▸ Data supplied
◇ ◇ ◇ ◇ ◇
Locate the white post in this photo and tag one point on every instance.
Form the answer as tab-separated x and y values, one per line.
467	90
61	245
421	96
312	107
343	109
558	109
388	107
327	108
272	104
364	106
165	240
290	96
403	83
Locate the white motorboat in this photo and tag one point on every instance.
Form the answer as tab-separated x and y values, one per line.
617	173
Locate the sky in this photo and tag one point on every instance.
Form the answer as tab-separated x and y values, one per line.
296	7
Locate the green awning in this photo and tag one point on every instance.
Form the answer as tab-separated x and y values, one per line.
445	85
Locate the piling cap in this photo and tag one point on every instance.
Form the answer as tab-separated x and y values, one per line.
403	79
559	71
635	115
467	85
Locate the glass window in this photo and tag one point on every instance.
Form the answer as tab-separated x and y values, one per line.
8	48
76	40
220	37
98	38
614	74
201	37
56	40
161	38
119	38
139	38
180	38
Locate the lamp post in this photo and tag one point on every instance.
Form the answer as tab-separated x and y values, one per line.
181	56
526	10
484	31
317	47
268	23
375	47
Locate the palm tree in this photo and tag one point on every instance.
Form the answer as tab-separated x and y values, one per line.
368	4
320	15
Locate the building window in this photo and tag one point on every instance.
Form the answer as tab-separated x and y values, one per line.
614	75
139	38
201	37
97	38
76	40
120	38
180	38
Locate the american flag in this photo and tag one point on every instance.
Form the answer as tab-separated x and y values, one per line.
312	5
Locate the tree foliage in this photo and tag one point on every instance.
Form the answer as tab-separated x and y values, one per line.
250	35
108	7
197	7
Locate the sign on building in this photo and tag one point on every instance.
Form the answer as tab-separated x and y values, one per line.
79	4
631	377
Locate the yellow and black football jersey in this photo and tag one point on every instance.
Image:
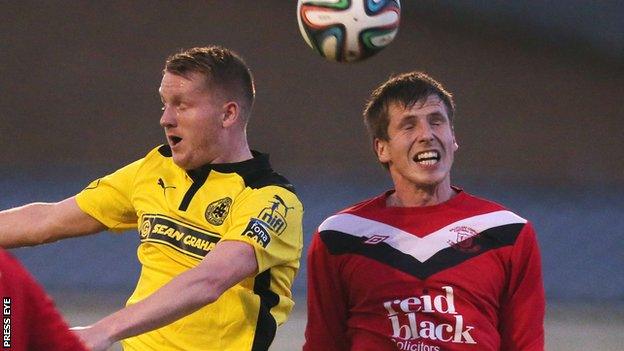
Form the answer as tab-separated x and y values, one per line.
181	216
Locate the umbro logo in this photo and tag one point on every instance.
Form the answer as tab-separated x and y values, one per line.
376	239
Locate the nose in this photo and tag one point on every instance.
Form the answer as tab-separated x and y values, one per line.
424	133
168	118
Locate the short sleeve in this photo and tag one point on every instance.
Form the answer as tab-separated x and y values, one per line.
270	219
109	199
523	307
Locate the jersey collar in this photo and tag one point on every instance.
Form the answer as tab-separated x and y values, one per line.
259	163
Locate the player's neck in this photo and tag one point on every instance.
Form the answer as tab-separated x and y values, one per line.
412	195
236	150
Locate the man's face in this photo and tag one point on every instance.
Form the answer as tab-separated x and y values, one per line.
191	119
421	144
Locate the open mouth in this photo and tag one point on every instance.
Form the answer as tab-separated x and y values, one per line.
◇ ◇ ◇ ◇ ◇
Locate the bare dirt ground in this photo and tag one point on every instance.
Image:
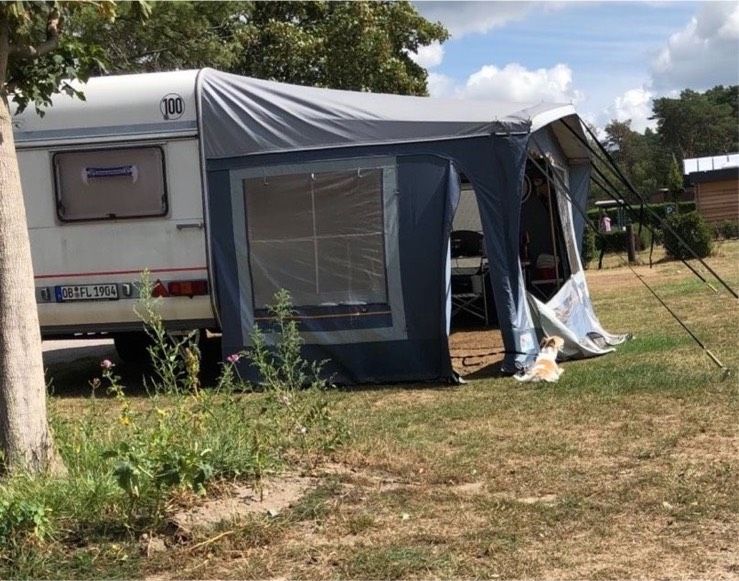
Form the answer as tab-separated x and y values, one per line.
◇ ◇ ◇ ◇ ◇
▸ Task brief
Pull out each line of the data above that contains the string "building", matching case exactly.

▸ Problem solution
Locate the building window in this photo and tag one point on every instance.
Locate the sign on building in this photo and tag one point on every instance.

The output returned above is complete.